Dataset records

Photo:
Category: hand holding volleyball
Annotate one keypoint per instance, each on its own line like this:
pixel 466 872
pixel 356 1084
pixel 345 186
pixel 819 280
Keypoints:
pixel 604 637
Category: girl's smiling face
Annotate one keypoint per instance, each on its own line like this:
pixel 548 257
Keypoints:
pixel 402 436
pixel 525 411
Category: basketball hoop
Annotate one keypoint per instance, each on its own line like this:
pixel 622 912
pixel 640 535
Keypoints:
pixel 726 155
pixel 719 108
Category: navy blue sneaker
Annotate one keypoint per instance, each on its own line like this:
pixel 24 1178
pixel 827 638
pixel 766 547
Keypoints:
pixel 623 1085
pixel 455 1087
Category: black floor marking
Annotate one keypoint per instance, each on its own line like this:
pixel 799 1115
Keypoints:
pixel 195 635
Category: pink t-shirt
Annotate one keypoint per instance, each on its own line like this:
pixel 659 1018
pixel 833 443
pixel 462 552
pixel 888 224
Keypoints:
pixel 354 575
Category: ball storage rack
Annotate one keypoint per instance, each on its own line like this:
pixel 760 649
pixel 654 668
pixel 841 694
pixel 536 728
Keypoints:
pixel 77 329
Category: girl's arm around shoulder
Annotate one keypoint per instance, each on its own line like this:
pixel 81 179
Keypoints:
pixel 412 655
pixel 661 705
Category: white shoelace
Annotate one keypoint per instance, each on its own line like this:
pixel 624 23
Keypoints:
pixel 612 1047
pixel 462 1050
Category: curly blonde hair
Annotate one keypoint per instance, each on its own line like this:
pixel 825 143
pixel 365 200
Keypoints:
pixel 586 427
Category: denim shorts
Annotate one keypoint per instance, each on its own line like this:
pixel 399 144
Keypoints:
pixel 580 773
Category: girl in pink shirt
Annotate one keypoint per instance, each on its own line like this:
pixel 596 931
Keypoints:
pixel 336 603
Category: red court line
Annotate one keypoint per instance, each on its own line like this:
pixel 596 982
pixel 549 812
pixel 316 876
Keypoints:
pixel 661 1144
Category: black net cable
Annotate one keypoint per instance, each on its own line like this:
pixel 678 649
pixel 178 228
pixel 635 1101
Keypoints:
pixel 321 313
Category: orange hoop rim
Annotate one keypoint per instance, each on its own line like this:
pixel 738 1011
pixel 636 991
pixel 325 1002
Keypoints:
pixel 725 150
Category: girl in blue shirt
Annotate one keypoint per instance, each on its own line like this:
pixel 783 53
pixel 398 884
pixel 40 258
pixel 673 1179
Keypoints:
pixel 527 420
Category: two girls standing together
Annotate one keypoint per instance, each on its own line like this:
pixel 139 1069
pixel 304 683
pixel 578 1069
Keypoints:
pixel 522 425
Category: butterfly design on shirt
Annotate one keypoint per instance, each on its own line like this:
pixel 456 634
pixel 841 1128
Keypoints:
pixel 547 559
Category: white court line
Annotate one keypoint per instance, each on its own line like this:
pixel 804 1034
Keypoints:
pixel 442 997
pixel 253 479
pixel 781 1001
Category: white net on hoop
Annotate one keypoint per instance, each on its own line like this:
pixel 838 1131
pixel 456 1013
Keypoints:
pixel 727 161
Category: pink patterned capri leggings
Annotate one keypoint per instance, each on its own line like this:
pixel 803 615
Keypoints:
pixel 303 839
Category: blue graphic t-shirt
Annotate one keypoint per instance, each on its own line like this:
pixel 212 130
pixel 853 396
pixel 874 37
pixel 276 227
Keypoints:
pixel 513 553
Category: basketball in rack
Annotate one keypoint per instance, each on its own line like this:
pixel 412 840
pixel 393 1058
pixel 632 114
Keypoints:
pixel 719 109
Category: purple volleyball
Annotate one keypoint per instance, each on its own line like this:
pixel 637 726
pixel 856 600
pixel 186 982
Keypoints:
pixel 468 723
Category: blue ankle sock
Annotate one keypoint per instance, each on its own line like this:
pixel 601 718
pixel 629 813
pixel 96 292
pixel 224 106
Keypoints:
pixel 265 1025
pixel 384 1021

Your instructions — All that belongs in the answer is the lines from the start of the entries above through the line containing "Category: basketball hoop", each given exactly.

Written answer —
Photo:
Category: hand holding volleyball
Annotate one keypoint per instance, each on its own line like this:
pixel 466 872
pixel 356 1084
pixel 345 186
pixel 819 280
Keypoints:
pixel 604 637
Category: girl's smiling face
Annotate one keypoint per instance, each on its own line like this:
pixel 548 257
Keypoints:
pixel 402 436
pixel 525 411
Category: basketball hoop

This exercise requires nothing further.